— Work instruction —
Which lines of the data contain the string "chrome"? Copy every one of them.

— Source data —
**********

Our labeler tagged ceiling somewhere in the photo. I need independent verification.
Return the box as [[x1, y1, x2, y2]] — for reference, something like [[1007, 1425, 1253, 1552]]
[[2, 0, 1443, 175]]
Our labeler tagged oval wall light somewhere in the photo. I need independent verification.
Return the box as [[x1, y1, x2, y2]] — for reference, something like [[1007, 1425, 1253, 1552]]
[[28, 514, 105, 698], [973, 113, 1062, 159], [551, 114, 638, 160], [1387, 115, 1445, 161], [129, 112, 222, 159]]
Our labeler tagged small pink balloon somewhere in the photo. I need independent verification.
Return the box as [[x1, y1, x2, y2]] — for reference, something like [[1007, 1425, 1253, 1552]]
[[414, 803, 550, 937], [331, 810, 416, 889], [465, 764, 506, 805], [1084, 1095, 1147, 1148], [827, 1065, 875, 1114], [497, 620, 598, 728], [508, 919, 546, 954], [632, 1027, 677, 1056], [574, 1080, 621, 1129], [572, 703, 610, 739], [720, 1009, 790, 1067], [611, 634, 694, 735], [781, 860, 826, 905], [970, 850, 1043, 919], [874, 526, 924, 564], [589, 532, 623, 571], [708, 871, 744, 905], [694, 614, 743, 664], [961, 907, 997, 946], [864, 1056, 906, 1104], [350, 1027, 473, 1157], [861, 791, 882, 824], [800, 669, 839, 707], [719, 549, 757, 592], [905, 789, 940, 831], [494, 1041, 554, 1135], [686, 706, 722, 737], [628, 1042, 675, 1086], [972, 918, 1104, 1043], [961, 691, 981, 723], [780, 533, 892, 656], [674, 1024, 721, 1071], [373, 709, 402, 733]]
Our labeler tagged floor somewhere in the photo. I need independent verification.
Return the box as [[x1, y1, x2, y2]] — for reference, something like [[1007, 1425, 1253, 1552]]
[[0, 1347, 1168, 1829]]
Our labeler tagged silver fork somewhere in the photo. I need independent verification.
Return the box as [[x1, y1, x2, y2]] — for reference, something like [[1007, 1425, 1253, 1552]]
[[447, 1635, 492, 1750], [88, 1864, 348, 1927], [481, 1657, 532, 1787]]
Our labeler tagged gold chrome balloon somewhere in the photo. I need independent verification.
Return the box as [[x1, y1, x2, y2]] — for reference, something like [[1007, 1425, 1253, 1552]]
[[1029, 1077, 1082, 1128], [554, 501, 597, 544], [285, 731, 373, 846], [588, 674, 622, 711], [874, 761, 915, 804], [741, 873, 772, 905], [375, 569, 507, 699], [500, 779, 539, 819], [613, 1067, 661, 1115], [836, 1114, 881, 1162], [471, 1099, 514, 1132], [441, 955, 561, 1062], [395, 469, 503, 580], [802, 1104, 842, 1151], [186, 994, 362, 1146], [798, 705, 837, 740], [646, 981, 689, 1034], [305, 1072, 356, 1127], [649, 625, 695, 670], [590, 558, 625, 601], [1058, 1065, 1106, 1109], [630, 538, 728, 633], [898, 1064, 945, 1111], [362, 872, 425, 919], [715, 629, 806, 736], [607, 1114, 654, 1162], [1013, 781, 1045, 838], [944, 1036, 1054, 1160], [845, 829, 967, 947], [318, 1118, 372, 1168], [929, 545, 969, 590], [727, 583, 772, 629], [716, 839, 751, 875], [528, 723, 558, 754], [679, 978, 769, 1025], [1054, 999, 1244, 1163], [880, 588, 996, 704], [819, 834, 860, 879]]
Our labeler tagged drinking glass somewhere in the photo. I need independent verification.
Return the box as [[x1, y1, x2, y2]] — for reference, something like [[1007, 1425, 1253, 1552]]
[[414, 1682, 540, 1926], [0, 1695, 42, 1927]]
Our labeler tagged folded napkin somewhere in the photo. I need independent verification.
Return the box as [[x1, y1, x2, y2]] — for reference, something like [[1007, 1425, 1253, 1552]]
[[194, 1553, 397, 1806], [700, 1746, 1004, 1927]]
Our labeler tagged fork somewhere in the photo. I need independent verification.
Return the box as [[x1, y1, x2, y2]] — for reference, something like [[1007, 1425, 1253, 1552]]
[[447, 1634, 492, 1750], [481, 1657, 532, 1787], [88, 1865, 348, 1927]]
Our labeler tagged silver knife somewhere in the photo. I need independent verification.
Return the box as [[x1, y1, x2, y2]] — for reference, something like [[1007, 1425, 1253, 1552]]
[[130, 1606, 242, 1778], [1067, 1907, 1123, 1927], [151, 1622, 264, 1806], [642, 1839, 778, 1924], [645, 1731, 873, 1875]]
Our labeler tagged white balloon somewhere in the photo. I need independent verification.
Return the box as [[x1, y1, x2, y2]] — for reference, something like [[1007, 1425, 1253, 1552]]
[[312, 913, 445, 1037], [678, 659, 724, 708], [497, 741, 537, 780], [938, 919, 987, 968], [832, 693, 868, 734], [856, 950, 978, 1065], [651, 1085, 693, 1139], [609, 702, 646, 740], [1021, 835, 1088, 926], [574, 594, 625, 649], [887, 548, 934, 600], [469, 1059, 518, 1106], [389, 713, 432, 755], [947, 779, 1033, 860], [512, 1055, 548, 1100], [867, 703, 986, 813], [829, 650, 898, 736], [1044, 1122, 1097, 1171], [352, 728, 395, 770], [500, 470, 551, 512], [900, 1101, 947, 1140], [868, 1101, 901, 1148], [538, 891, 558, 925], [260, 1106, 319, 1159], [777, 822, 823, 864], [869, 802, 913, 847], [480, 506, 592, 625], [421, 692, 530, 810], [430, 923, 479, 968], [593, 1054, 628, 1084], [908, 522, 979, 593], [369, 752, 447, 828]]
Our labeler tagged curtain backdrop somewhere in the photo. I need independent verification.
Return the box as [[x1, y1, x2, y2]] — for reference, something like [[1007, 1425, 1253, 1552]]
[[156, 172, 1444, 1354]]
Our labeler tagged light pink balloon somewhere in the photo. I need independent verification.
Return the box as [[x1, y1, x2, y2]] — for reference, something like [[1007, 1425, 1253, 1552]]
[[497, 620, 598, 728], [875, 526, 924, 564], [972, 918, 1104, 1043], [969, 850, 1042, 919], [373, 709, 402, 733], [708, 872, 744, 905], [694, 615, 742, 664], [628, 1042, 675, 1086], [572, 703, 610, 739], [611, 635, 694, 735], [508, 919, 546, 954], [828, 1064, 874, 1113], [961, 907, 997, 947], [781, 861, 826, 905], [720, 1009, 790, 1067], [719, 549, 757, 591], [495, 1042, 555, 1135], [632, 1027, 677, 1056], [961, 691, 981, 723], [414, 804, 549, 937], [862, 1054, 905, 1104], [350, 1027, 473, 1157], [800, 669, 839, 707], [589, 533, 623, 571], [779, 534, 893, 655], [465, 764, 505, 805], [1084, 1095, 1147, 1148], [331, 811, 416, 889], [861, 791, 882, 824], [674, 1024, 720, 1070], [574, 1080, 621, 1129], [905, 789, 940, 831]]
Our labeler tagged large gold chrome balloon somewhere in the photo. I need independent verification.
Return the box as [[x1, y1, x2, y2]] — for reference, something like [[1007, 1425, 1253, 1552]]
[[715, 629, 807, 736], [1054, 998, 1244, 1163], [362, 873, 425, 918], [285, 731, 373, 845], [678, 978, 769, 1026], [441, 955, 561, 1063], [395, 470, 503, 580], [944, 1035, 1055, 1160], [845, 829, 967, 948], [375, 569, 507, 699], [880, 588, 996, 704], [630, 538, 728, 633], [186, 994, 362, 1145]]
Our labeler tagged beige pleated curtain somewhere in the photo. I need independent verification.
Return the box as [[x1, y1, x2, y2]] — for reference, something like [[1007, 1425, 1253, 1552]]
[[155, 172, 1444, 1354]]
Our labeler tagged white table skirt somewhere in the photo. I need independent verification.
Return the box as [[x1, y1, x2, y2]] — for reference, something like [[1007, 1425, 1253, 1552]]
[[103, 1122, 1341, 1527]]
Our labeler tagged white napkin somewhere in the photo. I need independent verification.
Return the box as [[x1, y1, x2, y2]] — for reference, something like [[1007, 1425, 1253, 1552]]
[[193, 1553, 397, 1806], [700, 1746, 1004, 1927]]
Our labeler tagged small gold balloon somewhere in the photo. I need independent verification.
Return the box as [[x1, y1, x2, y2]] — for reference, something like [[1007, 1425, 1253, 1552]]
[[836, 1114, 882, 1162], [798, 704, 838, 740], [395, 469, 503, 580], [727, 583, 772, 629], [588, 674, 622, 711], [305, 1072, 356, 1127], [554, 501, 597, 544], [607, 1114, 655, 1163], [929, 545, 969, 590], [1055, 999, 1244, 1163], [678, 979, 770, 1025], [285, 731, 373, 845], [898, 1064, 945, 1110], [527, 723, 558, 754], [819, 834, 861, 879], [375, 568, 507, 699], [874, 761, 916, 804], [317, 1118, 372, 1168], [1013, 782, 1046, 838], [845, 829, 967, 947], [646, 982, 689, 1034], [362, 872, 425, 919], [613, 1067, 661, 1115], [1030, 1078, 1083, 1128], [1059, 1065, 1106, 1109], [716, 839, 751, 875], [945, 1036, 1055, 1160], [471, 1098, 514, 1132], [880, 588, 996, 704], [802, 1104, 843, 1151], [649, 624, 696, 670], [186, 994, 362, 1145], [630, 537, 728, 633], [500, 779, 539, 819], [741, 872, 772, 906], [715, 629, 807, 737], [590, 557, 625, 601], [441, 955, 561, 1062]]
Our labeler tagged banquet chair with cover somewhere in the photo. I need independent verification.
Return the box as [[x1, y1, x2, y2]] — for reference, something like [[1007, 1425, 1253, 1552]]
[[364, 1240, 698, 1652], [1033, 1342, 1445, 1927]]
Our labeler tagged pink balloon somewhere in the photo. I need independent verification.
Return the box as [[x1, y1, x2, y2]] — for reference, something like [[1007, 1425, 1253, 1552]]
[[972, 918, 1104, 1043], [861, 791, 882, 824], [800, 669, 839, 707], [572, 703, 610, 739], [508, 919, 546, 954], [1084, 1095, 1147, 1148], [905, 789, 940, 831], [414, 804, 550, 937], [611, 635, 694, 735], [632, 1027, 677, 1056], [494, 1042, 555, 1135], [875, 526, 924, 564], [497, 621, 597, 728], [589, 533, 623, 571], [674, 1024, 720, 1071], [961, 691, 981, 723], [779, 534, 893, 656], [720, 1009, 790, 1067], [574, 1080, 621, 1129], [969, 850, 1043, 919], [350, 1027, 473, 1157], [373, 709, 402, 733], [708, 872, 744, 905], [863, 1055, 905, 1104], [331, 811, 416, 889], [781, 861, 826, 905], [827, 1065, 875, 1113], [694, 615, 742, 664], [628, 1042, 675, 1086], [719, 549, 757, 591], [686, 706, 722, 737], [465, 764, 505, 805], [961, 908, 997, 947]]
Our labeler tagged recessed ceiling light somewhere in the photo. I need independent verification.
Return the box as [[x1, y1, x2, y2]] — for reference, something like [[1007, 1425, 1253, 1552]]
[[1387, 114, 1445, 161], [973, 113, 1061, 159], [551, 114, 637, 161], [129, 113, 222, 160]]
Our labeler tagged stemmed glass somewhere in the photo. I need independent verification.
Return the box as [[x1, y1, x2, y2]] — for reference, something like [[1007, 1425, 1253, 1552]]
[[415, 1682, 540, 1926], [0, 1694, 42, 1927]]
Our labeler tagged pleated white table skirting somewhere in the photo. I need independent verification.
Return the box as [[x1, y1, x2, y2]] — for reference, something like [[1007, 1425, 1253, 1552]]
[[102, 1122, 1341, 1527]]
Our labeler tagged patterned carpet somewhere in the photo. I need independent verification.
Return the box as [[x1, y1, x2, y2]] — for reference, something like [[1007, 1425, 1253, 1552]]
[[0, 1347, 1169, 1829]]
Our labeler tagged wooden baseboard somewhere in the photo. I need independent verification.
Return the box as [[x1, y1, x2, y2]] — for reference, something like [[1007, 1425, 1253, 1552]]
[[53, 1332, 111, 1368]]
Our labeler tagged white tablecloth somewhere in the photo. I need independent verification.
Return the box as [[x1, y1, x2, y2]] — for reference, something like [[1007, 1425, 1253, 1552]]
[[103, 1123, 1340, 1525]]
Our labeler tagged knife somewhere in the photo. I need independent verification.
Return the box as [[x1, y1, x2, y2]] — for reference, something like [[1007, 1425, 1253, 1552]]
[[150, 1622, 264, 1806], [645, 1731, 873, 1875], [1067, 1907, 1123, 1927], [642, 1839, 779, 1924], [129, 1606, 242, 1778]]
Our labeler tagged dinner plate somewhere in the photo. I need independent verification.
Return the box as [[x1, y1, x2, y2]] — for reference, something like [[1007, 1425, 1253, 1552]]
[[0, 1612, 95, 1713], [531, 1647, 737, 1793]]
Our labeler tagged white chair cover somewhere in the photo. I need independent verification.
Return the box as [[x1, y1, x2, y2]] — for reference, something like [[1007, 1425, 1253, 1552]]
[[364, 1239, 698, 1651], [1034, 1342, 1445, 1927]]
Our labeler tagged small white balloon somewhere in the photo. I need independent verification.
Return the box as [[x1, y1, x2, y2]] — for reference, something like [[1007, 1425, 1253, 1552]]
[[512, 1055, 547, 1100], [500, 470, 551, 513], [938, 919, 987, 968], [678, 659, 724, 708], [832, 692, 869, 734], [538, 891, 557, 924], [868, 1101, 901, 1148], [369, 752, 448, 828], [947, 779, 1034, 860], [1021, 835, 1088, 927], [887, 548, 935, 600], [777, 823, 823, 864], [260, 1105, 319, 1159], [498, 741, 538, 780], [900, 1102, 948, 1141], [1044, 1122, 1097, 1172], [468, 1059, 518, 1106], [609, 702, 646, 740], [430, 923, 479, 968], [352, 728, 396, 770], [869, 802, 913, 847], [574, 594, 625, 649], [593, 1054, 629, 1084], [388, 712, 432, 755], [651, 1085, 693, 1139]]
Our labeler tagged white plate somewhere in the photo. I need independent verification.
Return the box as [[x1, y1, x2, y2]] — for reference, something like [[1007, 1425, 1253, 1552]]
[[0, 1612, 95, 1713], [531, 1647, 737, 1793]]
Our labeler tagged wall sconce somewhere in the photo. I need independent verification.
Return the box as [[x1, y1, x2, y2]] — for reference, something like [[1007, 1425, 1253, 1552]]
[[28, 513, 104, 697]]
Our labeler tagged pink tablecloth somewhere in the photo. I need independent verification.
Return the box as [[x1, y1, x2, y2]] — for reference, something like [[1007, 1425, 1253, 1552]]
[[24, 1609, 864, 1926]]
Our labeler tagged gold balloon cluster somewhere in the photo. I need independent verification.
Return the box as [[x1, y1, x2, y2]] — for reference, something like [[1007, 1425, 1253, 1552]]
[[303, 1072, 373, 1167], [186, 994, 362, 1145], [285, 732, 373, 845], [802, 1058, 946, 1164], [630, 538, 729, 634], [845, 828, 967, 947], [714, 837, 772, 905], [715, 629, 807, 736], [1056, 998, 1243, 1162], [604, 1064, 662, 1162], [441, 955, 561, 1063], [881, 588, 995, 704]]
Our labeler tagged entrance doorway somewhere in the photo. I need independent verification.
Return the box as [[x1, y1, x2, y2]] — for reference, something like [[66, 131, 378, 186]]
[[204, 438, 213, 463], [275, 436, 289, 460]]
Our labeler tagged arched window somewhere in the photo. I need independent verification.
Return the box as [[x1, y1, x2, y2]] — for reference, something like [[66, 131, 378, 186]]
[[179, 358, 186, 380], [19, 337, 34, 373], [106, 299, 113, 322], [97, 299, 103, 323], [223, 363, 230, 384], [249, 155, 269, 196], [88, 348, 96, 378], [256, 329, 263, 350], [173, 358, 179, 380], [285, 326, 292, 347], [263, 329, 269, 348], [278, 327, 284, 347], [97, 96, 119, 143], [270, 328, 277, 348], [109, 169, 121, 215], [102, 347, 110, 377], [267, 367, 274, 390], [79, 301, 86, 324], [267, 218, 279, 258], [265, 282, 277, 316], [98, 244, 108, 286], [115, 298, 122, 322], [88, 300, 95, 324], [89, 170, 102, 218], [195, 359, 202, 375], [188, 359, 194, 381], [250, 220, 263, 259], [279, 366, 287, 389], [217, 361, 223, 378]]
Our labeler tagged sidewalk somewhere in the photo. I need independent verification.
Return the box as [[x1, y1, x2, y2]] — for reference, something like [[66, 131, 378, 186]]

**********

— Result of this task —
Our labeler tagged gold chrome balloon somewhere in the photo. I need independent verification.
Our labeler tagged large gold chrome balloon somewhere in the photo. I need independent verification.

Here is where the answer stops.